- [STATED GOAL]: Write out the data from its beginning through the line with "<point>264,25</point>", swapping "Tag" for "Mark" and changing nothing else.

- [Location identification data]:
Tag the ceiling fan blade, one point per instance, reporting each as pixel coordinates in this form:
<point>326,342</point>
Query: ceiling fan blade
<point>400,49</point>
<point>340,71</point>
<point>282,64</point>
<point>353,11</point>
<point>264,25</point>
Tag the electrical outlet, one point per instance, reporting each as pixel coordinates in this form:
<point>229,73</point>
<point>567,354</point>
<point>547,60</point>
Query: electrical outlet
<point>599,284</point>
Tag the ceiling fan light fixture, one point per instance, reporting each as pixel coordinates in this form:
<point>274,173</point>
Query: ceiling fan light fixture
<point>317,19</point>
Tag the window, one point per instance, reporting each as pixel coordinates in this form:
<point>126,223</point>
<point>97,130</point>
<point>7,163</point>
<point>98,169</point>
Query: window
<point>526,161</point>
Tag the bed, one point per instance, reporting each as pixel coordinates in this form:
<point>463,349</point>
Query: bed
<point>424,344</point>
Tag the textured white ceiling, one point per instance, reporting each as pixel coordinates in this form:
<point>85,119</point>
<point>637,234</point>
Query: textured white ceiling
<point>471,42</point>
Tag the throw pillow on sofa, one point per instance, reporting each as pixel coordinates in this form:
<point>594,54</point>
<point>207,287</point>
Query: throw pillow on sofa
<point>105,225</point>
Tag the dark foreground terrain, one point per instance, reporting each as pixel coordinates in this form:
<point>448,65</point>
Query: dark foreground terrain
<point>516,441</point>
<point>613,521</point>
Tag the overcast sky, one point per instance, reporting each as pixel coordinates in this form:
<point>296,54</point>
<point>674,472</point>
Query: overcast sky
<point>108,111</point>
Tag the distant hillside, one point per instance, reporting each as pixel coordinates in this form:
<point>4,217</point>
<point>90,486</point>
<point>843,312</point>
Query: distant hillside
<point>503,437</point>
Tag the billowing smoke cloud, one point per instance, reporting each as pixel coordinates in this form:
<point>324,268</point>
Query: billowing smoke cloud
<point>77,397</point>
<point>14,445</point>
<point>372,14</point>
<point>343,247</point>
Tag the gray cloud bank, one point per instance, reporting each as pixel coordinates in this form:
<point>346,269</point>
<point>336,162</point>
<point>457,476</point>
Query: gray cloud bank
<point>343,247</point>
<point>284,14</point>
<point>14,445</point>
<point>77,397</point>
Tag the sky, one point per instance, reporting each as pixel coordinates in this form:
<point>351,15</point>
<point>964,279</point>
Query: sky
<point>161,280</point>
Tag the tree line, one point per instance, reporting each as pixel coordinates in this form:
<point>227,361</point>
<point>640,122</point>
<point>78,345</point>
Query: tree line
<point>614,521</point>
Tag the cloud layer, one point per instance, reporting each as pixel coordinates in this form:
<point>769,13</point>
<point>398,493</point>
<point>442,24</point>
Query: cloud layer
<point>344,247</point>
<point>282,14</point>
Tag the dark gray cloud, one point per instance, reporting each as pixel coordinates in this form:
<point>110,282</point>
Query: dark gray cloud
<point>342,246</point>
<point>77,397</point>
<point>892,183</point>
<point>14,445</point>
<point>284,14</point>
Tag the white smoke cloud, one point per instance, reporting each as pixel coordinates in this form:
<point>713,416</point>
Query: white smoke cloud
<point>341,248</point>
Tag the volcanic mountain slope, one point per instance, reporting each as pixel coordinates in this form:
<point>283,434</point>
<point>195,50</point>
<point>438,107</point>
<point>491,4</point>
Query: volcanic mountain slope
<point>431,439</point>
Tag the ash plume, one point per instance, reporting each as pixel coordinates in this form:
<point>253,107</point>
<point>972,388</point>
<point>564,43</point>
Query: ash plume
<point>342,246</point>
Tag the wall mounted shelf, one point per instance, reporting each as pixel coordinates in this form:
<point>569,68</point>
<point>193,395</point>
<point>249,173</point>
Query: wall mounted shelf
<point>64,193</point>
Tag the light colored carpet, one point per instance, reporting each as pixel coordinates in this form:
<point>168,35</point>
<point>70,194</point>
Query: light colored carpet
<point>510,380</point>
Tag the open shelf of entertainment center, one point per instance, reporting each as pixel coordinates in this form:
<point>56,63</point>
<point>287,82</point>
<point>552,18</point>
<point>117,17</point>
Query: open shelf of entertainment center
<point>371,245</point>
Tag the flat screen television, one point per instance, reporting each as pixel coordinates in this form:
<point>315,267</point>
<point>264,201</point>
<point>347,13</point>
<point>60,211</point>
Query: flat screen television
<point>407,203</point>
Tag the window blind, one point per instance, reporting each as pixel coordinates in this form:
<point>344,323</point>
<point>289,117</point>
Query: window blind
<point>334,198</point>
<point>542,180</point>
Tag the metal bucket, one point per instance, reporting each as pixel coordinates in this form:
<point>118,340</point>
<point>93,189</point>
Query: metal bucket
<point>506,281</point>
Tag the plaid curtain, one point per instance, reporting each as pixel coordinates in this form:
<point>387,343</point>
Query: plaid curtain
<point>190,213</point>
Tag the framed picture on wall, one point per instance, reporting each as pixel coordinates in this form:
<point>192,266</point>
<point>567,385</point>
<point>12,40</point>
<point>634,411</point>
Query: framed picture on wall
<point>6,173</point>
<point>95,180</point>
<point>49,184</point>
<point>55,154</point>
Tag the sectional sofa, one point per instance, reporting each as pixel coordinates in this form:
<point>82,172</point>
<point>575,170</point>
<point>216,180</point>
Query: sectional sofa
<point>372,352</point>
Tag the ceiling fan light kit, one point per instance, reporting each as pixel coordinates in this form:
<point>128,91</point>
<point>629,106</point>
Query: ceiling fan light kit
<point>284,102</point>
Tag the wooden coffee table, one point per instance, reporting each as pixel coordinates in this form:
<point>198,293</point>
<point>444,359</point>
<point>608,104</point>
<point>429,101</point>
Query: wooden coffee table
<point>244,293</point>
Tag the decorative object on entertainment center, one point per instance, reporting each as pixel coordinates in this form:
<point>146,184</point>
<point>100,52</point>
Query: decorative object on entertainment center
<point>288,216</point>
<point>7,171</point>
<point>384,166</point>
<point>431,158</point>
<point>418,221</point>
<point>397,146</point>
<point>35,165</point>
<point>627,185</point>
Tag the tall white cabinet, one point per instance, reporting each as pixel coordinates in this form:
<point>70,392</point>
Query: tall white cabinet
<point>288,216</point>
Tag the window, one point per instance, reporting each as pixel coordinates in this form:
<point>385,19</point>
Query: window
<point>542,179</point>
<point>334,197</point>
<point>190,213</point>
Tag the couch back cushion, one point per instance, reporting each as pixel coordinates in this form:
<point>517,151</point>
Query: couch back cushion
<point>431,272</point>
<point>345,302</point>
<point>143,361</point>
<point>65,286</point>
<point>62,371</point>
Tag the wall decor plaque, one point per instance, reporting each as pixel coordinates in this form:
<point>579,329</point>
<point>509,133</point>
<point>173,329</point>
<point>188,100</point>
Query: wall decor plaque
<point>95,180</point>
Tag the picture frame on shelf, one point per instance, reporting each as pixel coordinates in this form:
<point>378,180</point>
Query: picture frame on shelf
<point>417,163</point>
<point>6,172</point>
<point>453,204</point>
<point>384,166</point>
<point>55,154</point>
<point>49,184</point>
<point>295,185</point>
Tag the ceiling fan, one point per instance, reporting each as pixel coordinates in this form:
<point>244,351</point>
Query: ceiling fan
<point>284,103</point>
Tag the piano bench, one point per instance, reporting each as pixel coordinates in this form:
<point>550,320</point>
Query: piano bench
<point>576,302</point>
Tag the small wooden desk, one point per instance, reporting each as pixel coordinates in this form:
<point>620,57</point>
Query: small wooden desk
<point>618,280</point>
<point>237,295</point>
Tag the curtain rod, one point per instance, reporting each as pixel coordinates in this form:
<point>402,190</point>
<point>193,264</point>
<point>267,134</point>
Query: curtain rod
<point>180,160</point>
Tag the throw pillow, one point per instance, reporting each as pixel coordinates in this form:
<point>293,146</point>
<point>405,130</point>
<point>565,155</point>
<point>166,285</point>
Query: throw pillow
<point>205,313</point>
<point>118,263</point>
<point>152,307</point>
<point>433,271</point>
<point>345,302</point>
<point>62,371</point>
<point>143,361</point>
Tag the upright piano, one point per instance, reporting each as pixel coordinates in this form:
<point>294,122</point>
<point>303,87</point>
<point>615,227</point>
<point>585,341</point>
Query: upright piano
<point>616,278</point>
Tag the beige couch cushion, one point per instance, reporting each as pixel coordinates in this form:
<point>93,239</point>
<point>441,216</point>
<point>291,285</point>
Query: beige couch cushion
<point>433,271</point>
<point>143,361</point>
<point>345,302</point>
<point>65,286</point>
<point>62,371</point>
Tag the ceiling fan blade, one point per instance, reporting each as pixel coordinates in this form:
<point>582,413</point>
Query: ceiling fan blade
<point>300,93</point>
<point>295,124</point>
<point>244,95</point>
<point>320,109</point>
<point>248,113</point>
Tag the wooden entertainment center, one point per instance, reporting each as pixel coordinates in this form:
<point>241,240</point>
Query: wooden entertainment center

- [PROBLEM SOLUTION]:
Mark the ceiling fan blade, one point per instance, reporting each as pixel coordinates in this form:
<point>326,342</point>
Query: ceiling fan blade
<point>400,49</point>
<point>340,71</point>
<point>282,64</point>
<point>353,11</point>
<point>264,25</point>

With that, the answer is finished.